Stored dataset items:

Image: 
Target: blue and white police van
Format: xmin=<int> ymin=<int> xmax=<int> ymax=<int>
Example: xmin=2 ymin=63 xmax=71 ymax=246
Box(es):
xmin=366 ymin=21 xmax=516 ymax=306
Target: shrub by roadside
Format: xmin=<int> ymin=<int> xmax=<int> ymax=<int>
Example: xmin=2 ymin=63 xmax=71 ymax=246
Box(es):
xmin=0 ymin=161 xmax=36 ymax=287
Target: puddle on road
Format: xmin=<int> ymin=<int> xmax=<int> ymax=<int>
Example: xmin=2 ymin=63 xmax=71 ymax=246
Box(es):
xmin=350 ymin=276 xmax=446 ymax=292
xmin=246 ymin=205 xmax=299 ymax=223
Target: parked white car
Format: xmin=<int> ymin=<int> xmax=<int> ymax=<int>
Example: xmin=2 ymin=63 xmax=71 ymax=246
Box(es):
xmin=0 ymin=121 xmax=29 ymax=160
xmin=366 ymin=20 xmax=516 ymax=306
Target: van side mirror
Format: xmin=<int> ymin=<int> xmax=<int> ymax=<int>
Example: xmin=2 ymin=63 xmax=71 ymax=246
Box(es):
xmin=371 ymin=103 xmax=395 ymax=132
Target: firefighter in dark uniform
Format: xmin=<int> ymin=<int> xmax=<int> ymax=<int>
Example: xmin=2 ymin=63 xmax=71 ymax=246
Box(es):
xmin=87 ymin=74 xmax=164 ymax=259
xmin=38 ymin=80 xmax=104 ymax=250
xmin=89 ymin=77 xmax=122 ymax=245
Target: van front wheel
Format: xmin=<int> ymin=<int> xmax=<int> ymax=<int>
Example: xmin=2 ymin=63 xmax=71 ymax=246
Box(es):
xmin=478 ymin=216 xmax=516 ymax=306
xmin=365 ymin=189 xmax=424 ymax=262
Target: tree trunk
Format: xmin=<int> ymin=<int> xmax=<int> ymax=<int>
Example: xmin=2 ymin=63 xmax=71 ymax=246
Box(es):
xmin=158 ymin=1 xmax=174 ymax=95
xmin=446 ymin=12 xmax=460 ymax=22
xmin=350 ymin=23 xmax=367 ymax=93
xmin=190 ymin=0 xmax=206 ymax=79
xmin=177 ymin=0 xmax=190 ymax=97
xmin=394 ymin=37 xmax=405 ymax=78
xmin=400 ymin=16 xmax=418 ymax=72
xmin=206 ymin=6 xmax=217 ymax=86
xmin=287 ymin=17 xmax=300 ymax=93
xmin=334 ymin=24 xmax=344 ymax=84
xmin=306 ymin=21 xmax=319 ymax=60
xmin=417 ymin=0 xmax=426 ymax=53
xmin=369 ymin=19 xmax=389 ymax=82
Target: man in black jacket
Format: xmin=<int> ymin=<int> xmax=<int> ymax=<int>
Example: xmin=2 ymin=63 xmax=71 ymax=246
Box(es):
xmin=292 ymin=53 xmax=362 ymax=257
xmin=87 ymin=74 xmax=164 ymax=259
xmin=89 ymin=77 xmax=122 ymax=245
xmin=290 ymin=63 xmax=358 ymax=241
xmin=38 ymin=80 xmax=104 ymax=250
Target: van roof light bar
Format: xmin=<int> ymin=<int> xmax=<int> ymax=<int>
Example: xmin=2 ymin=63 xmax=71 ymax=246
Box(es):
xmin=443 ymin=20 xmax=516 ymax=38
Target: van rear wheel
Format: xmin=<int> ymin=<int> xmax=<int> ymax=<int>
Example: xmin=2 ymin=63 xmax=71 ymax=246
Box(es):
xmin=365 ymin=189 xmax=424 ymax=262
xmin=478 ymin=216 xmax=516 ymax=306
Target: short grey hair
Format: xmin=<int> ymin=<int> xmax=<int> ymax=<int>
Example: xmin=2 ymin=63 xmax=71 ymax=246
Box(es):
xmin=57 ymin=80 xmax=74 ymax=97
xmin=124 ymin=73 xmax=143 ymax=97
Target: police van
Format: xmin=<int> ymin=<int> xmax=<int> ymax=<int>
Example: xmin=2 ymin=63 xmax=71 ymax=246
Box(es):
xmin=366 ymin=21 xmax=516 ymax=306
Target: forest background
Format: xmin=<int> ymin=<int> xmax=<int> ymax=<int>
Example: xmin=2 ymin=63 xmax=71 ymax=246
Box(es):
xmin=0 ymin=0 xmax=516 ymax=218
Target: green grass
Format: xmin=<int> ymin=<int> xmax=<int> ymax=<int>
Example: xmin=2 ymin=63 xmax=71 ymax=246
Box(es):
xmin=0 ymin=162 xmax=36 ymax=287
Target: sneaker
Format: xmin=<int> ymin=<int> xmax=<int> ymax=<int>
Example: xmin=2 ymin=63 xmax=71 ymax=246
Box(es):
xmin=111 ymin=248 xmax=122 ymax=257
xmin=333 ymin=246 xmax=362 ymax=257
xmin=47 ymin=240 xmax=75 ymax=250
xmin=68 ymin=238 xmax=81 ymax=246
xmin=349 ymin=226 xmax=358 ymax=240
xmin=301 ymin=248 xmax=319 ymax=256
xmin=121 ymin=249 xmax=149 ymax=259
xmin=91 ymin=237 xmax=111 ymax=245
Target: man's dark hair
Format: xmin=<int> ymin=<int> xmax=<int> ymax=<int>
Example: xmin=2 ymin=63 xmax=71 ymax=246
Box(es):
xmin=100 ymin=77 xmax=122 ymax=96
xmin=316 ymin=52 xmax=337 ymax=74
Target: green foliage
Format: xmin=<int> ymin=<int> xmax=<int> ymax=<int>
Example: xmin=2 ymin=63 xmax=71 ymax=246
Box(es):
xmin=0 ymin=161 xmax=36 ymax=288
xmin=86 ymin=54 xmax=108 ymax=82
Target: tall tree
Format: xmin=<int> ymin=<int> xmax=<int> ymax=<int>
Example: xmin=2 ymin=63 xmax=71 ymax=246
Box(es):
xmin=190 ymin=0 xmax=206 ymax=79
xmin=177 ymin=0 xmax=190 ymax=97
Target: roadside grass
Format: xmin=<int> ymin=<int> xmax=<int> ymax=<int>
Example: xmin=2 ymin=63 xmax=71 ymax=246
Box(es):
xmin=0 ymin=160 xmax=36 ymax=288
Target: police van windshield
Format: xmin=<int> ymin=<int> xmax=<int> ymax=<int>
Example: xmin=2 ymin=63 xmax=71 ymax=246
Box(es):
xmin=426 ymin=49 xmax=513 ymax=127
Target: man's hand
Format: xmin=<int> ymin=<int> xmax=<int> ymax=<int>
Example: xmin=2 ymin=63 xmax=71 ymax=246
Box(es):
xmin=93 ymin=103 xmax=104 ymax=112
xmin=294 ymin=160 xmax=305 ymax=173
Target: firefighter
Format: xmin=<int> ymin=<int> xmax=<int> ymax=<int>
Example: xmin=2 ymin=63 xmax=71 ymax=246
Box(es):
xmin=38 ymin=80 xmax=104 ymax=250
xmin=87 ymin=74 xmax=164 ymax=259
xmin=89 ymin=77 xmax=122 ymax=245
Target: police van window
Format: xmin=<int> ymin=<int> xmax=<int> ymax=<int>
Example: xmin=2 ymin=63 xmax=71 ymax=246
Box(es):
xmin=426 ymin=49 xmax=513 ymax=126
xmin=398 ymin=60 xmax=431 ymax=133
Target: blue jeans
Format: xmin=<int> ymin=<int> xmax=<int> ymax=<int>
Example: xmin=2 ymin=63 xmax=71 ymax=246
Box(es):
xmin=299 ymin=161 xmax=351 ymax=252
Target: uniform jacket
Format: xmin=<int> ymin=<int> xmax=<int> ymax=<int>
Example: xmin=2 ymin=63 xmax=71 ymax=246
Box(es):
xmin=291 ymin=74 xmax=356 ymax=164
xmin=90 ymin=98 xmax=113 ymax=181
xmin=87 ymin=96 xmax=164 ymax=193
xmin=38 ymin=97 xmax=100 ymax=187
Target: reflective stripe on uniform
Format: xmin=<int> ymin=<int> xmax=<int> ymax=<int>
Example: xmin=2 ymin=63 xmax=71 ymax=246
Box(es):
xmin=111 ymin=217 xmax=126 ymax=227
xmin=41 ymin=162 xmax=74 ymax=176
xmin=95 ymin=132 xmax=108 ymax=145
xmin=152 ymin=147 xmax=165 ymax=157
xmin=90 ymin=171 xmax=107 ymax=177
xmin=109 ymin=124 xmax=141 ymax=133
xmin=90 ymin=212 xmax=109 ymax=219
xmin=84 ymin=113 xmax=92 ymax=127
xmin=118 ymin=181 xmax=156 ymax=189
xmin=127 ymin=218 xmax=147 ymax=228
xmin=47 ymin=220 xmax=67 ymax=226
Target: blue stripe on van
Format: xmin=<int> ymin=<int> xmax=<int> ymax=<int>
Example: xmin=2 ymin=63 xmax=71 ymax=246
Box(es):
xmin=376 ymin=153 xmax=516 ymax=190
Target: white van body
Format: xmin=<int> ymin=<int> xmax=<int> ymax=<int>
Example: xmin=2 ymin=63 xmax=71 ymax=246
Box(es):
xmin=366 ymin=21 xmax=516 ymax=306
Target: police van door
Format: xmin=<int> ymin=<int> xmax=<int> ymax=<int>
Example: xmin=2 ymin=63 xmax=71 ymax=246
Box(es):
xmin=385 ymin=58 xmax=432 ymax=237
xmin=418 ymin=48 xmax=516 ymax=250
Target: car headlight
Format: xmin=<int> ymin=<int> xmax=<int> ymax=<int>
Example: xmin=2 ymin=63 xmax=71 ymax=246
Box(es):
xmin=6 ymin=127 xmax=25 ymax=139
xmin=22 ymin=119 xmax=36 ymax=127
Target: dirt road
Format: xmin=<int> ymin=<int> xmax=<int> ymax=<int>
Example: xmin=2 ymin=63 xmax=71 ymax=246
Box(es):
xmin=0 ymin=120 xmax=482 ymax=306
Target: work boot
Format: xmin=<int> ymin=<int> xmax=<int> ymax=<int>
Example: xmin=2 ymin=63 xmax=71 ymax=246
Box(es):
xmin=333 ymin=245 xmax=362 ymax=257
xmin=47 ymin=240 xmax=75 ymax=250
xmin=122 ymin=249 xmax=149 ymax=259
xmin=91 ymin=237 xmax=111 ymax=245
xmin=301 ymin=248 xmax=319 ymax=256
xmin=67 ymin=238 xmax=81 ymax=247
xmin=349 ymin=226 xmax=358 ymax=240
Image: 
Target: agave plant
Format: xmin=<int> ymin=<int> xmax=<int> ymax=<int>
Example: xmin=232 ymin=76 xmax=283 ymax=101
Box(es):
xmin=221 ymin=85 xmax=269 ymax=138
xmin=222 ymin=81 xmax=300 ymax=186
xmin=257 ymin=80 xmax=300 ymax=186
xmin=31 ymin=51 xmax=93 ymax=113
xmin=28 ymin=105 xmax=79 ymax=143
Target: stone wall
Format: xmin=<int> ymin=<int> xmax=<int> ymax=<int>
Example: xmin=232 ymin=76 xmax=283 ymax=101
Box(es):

Job |
Can you extract every line from the rows above that contains the string "white", matching its case exactly?

Result of this exercise |
Target: blue and white police van
Target: parked white car
Target: white van body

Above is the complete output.